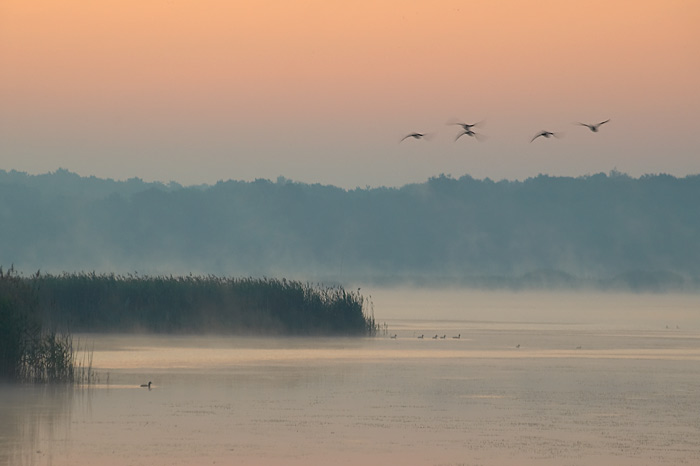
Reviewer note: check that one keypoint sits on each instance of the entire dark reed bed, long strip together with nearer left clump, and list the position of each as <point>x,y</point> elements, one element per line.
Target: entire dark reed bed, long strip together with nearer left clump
<point>90,302</point>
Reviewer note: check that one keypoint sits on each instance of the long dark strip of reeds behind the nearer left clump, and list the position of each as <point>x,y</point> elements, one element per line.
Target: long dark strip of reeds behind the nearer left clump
<point>89,302</point>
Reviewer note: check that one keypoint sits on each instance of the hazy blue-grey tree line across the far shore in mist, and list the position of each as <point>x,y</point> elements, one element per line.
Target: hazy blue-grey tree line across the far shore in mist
<point>609,230</point>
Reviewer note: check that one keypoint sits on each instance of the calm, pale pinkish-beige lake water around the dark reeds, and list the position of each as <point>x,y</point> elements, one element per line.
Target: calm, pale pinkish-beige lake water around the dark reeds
<point>533,379</point>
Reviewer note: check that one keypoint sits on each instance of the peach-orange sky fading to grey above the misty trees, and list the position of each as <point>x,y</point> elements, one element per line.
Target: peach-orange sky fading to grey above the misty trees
<point>197,91</point>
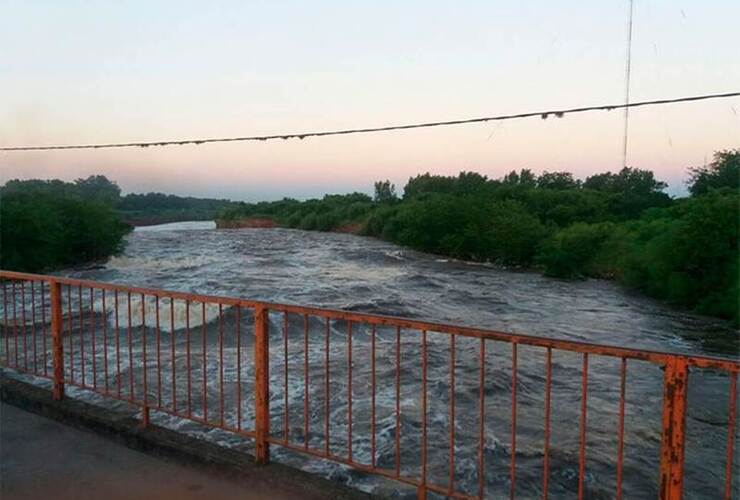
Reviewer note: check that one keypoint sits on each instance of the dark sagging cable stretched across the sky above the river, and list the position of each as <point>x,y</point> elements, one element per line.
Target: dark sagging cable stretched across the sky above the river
<point>559,113</point>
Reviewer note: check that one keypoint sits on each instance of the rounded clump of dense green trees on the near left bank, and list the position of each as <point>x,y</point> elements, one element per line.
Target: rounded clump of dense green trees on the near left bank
<point>51,224</point>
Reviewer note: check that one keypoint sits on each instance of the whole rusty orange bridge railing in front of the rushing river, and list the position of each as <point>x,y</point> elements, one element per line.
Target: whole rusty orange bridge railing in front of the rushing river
<point>394,397</point>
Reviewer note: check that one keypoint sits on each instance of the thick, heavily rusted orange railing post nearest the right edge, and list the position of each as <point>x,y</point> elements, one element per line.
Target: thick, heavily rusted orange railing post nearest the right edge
<point>675,386</point>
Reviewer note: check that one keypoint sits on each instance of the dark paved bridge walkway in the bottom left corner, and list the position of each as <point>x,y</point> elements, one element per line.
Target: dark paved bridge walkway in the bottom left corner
<point>44,459</point>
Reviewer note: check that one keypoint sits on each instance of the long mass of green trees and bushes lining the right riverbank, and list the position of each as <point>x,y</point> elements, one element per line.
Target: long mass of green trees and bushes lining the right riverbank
<point>611,225</point>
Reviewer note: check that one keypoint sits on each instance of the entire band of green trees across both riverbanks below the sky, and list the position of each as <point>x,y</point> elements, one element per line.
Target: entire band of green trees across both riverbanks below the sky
<point>617,225</point>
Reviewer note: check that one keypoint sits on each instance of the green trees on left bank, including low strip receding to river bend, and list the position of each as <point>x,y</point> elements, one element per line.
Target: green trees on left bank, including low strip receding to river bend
<point>51,224</point>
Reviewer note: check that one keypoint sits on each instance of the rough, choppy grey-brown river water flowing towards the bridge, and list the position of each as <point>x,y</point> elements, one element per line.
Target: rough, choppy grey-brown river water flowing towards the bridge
<point>342,271</point>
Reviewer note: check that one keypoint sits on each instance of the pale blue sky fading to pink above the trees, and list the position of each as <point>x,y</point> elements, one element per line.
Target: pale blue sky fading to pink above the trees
<point>94,71</point>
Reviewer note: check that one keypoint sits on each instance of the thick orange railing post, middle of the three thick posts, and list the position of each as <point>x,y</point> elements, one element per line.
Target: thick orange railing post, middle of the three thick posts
<point>262,388</point>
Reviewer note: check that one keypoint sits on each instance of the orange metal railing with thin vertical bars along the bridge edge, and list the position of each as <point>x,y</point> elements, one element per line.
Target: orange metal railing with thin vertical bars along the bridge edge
<point>61,329</point>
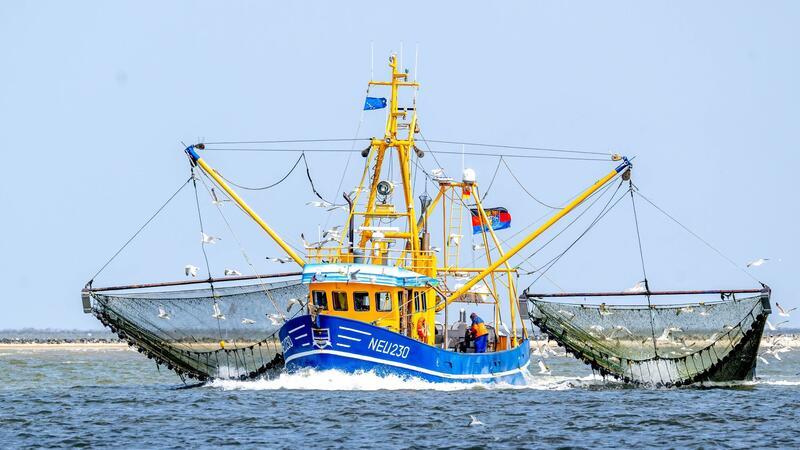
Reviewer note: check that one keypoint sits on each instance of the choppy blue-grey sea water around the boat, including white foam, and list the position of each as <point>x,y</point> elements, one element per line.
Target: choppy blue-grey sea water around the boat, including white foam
<point>114,397</point>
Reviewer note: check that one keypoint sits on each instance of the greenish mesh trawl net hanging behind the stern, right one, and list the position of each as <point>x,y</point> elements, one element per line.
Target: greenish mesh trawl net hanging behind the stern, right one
<point>660,345</point>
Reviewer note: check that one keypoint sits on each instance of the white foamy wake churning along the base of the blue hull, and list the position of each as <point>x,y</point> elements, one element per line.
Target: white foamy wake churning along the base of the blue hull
<point>335,380</point>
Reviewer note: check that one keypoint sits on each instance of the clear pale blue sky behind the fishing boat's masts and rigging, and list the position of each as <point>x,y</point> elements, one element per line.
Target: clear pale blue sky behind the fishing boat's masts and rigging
<point>96,98</point>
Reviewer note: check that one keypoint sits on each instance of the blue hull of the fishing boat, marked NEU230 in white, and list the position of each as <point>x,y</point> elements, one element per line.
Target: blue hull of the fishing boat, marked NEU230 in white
<point>352,346</point>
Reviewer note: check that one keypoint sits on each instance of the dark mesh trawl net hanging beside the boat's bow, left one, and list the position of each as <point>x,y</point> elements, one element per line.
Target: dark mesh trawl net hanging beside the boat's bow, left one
<point>230,333</point>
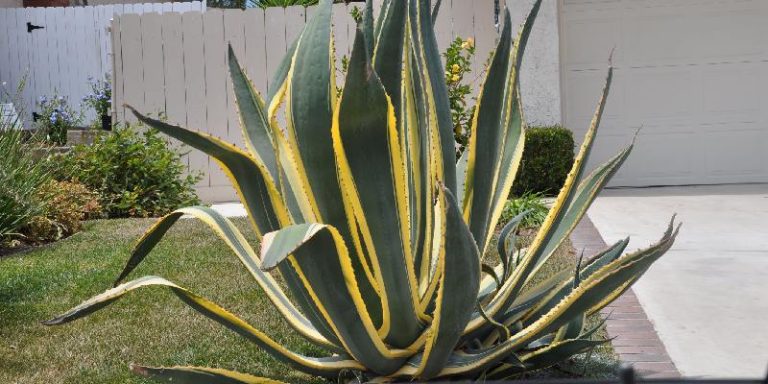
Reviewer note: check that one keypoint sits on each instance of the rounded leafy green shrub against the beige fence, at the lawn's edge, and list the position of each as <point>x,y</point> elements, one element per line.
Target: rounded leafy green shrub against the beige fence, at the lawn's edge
<point>135,173</point>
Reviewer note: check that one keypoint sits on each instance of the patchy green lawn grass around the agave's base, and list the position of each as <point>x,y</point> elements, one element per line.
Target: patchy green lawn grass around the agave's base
<point>150,326</point>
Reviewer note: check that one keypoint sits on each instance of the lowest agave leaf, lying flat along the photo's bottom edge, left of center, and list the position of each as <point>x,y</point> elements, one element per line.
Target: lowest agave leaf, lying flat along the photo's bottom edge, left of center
<point>196,375</point>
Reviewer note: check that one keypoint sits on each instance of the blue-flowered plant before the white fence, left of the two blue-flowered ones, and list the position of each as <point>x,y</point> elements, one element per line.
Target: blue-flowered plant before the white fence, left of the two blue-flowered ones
<point>55,117</point>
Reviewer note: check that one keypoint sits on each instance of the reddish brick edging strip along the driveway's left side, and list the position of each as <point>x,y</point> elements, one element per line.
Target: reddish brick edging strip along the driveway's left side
<point>634,338</point>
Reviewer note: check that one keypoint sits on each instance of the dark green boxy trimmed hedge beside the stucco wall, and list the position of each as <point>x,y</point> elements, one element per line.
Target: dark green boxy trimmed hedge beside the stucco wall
<point>547,159</point>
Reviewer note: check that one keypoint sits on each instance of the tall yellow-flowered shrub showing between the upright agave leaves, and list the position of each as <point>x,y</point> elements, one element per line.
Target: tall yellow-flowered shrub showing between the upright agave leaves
<point>458,59</point>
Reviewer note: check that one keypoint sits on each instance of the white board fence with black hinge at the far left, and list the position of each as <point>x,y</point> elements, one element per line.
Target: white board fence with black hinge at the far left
<point>74,44</point>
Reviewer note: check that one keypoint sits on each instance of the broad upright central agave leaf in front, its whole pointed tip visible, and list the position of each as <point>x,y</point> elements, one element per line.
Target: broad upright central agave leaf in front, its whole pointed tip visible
<point>365,137</point>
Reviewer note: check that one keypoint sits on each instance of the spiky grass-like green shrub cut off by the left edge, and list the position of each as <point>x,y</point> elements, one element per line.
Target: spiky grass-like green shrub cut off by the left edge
<point>21,175</point>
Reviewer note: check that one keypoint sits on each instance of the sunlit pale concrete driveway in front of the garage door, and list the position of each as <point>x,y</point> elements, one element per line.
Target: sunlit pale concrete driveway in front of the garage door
<point>708,297</point>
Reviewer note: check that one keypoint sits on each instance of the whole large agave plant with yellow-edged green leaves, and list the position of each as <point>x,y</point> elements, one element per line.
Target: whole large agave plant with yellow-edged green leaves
<point>378,232</point>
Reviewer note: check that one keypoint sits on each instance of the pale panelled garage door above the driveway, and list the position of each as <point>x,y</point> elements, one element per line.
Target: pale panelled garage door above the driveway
<point>692,73</point>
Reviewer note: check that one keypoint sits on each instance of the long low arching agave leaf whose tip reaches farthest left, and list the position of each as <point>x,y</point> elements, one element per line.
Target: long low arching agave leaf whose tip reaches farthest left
<point>326,366</point>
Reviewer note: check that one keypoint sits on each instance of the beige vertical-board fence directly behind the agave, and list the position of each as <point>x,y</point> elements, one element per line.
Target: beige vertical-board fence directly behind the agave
<point>176,63</point>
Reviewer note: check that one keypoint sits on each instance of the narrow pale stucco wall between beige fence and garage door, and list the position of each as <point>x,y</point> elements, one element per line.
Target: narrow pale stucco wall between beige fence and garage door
<point>540,76</point>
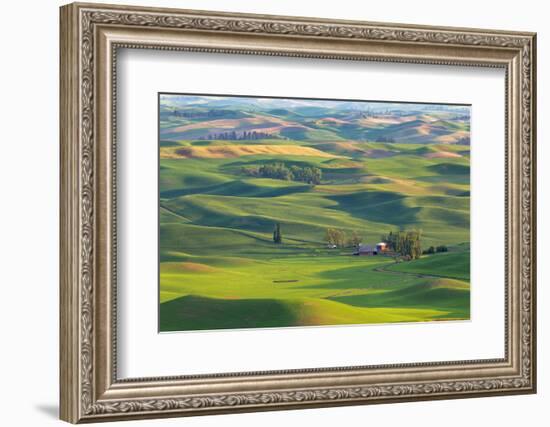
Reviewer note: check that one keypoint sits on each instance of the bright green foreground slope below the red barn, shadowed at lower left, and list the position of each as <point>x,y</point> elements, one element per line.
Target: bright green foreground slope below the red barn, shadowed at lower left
<point>292,291</point>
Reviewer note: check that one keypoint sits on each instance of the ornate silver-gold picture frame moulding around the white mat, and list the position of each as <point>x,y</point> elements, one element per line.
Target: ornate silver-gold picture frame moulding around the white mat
<point>90,37</point>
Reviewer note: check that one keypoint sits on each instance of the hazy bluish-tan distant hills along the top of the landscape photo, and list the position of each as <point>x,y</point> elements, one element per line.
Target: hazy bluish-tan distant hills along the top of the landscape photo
<point>197,117</point>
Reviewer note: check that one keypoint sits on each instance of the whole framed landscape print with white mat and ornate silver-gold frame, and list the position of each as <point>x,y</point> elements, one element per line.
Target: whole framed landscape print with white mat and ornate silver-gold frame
<point>265,212</point>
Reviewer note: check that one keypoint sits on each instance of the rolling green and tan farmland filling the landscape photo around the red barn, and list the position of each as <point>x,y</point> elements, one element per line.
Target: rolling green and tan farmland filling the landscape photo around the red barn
<point>235,171</point>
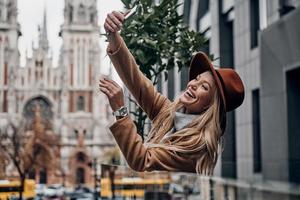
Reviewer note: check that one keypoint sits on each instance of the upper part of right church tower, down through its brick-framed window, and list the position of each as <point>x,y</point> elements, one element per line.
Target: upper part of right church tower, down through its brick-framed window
<point>80,53</point>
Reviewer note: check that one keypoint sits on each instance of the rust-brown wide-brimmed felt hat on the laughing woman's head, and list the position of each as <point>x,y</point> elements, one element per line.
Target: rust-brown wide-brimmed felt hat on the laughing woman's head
<point>228,82</point>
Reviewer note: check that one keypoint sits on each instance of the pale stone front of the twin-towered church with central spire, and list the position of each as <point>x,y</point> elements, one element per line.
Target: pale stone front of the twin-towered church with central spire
<point>67,94</point>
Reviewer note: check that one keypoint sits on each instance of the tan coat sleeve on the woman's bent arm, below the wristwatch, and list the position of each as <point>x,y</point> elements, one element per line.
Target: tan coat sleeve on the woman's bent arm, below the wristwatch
<point>142,158</point>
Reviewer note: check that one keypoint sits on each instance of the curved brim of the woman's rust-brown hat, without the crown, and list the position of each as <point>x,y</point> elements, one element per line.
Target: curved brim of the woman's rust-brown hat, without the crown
<point>201,63</point>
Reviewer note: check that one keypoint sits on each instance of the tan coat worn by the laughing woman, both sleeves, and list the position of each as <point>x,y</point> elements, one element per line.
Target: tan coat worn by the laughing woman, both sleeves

▸ What needs to be done
Copy back, word for word, every line between the top of the material above and the line that contains "the rounded clump", both included, without any pictures.

▸ Problem solution
Reviewer note: check that one keypoint sits on each instance of the entire dark reed bed, long strip together with nearer left clump, and list the position of each as <point>x,y</point> elements, one element per line.
Target: entire dark reed bed, long strip together with nearer left clump
<point>90,302</point>
Reviewer note: check that one keypoint sits on each instance of the long dark strip of reeds behind the nearer left clump, and list the position of each as <point>x,y</point> elements, one element per line.
Target: long dark strip of reeds behind the nearer left clump
<point>89,302</point>
Reviewer note: check that one keypoint sits on each instance of the hazy blue-grey tree line across the far shore in mist, and list the position of each as <point>x,y</point> elements, one element per line.
Target: hazy blue-grey tree line across the far shore in mist
<point>609,230</point>
Reviewer note: check that one keypoint sits on each instance of the calm, pale pinkish-beige lake water around the dark reeds, and list the position of each as <point>x,y</point> elements, one element per line.
Target: calm, pale pinkish-beige lake water around the dark reeds
<point>533,379</point>
Reviewer note: check that one keypoint sits on each instance of the peach-orange sky fading to grey above the misty trees, and list the position of each as <point>x,y</point> elements, one element per line.
Target: peach-orange sky fading to grey above the misty trees
<point>197,91</point>
Reviewer note: check that one keypoint sits on each instance of the dark sagging cable stretched across the sky above the river, and list the position of each as <point>x,y</point> elements, one element per line.
Target: dark sagging cable stretched across the sky above the river
<point>559,113</point>
Reviewer note: check that one keypoint sits on each instance of the rounded clump of dense green trees on the near left bank, and list the position of each as <point>x,y</point> elements, one element per line.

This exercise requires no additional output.